Information given Block Start
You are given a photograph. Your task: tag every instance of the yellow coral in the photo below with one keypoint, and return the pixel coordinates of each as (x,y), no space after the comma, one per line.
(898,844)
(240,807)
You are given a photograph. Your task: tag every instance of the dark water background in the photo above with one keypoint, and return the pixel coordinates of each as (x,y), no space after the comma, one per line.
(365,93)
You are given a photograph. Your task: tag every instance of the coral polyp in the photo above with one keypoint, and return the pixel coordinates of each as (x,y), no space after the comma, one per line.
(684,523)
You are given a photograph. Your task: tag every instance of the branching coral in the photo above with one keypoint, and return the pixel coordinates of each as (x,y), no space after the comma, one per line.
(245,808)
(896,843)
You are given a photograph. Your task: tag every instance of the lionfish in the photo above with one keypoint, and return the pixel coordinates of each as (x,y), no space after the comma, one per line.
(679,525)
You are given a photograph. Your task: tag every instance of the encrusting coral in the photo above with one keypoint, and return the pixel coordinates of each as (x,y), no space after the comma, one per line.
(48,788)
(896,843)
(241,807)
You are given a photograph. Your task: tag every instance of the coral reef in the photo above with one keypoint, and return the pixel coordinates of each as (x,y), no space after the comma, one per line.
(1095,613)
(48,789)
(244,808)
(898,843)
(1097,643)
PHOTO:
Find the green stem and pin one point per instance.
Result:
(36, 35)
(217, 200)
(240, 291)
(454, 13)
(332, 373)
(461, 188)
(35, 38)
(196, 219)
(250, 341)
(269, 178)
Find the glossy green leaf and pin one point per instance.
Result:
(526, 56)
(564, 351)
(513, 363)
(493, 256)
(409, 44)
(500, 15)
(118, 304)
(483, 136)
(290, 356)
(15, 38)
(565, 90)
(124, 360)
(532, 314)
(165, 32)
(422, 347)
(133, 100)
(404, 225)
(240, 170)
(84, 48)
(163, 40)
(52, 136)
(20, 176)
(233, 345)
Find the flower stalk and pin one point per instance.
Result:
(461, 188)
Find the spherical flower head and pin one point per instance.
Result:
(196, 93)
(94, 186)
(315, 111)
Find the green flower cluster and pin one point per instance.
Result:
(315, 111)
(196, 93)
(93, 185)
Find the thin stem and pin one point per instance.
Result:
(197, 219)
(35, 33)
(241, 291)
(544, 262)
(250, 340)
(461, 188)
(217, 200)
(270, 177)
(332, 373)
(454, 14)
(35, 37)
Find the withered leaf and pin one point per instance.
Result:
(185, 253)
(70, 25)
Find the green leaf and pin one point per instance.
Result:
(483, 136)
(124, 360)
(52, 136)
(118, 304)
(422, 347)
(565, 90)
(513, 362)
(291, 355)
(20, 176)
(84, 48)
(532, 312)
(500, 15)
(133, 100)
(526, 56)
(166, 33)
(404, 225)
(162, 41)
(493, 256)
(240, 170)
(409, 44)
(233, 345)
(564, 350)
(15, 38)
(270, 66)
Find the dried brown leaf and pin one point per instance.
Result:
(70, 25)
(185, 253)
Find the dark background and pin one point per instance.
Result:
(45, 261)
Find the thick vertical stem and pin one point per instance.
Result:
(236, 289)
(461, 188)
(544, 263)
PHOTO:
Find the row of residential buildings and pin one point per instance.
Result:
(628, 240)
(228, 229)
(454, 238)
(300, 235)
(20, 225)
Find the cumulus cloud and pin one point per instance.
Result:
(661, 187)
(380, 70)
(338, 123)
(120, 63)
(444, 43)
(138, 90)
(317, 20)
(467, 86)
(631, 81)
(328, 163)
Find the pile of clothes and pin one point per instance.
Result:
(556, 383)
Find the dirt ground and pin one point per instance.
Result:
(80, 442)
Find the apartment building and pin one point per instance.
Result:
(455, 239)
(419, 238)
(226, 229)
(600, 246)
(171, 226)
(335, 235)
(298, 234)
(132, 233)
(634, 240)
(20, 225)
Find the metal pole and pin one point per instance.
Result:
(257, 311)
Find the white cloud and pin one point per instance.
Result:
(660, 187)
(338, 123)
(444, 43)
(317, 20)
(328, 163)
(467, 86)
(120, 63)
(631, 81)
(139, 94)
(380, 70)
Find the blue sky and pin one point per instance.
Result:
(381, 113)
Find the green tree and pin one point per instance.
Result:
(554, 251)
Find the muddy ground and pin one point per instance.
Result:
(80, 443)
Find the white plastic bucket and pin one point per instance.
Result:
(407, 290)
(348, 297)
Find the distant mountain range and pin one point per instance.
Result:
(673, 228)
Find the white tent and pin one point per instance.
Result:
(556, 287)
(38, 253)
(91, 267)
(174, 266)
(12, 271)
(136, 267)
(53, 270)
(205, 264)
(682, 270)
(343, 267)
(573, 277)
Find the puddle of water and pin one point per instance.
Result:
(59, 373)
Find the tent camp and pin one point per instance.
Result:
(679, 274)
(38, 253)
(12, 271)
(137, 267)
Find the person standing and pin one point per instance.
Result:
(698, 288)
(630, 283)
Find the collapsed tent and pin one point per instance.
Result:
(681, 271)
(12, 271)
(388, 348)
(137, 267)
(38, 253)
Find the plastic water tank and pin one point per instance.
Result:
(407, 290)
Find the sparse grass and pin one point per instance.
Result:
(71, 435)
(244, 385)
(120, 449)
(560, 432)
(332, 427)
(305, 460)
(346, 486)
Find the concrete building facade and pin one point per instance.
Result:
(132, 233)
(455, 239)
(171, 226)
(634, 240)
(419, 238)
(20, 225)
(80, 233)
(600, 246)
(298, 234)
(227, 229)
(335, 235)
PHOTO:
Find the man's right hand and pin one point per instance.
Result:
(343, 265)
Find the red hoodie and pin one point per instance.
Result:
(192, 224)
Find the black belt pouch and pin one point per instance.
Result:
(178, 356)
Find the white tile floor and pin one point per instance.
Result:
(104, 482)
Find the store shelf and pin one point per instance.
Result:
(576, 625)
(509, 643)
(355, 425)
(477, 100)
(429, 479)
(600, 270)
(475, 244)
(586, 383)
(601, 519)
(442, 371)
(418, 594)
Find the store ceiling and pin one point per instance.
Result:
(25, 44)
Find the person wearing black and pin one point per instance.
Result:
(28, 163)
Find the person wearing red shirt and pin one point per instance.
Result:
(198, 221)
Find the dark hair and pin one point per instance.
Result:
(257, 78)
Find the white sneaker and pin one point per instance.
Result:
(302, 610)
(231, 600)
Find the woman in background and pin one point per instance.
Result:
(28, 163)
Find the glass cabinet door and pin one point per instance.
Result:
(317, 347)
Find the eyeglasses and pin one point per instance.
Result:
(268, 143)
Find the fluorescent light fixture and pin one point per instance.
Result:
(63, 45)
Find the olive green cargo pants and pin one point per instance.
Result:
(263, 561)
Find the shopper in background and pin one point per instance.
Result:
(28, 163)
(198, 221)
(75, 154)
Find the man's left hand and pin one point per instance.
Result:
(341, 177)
Information given Block End
Your goal — Look through the entries and find each line that has the string "person". Copy those lines.

Solution to the problem —
Find the person standing and pin one point per instance.
Find the person wearing black and pin one point per instance.
Find the person wearing red shirt and pin one point per instance.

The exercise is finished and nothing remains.